* [Task requirements]: Each line below must be printed exactly as it stands.

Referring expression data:
--- START ---

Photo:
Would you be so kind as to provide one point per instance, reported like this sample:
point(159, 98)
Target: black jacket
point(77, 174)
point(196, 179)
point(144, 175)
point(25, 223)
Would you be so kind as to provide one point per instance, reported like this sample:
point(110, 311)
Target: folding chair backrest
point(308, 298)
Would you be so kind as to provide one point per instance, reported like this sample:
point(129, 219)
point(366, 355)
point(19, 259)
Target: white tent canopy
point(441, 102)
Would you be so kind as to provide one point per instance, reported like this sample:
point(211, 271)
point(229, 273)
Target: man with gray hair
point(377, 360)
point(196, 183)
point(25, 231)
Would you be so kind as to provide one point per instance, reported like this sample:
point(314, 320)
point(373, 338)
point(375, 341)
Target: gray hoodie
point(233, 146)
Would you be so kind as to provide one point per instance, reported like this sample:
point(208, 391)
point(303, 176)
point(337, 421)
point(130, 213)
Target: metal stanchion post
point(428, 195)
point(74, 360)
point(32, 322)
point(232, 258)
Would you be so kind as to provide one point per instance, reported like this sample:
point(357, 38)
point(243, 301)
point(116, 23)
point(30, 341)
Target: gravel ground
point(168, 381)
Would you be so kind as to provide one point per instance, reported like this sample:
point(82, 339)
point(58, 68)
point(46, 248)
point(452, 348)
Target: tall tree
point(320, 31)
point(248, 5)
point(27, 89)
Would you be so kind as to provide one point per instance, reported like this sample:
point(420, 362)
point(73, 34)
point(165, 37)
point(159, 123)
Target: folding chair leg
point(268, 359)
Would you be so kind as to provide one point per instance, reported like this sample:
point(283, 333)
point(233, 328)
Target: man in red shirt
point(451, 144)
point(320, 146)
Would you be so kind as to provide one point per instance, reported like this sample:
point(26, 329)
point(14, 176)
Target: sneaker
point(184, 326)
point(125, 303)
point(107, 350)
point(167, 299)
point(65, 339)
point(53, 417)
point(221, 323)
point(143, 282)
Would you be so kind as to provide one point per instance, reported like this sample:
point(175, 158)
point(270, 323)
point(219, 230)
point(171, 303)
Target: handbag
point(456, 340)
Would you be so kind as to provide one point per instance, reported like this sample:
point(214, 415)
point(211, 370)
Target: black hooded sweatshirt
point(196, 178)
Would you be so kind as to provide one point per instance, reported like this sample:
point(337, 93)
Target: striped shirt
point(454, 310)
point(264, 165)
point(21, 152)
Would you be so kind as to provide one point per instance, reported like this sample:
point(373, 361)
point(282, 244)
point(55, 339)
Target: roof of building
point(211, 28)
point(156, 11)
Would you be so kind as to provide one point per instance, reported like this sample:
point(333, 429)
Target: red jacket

--- END ---

* [Exercise output]:
Photo:
Would you be so kind as to provide one point per instance, reported like this sample:
point(159, 98)
Target: black jacket
point(77, 174)
point(196, 179)
point(144, 175)
point(25, 223)
Would you be so kind as to provide one point per instance, reported like this sample:
point(110, 311)
Target: folding chair backrest
point(308, 298)
Would you be so kind as to provide one point per instance, reported like this sample:
point(129, 219)
point(366, 355)
point(19, 259)
Target: white tent canopy
point(441, 102)
Would you be so kind as to provide one point per instance, reported like this sample:
point(211, 271)
point(229, 273)
Target: man with gray hair
point(377, 360)
point(196, 183)
point(25, 231)
Would you be so kind as to provide one point per instance, reported like this sample:
point(314, 320)
point(373, 338)
point(375, 341)
Target: gray hoodie
point(233, 146)
Would you be so kind as to provide one point per instance, reported like this sample:
point(208, 391)
point(303, 176)
point(337, 421)
point(130, 213)
Target: metal stanchion post
point(428, 195)
point(74, 360)
point(32, 322)
point(232, 258)
Would you be so kind as to provide one point per instance, reported like this sample:
point(357, 38)
point(243, 301)
point(116, 23)
point(30, 341)
Target: gravel ground
point(168, 381)
Would you be so kind as to provide one point per instance, reported like this sample:
point(82, 339)
point(58, 68)
point(46, 248)
point(452, 348)
Target: tall tree
point(320, 31)
point(248, 5)
point(27, 89)
Would you be so kind as to provide one point per instance, reported like this sample:
point(420, 362)
point(73, 34)
point(165, 37)
point(159, 123)
Target: folding chair leg
point(268, 359)
Would you be so kind as to provide one point per instance, reported like this sample:
point(283, 333)
point(233, 328)
Target: man in red shirt
point(451, 144)
point(320, 146)
Would you be so kind as to provide one point per instance, reported like this sample:
point(26, 329)
point(14, 176)
Target: sneaker
point(184, 326)
point(125, 303)
point(107, 350)
point(167, 299)
point(65, 339)
point(53, 417)
point(221, 323)
point(143, 282)
Would you be so kind as to provide one point per instance, reported like this sample:
point(175, 158)
point(270, 323)
point(219, 230)
point(171, 303)
Target: handbag
point(456, 340)
Would you be so kind as to provide one point per instance, reported like this sample:
point(214, 415)
point(211, 370)
Target: black hooded sweatshirt
point(196, 178)
Would you be so kind as to provide one point per instance, reported like this sample:
point(337, 93)
Target: striped shirt
point(454, 310)
point(264, 165)
point(21, 152)
Would you be so kind as to provide one point per instance, reported like this sample:
point(373, 361)
point(282, 244)
point(55, 339)
Target: roof of building
point(211, 28)
point(156, 11)
Would you be so kind as to provide one point per instance, reported like this sample:
point(333, 429)
Target: red jacket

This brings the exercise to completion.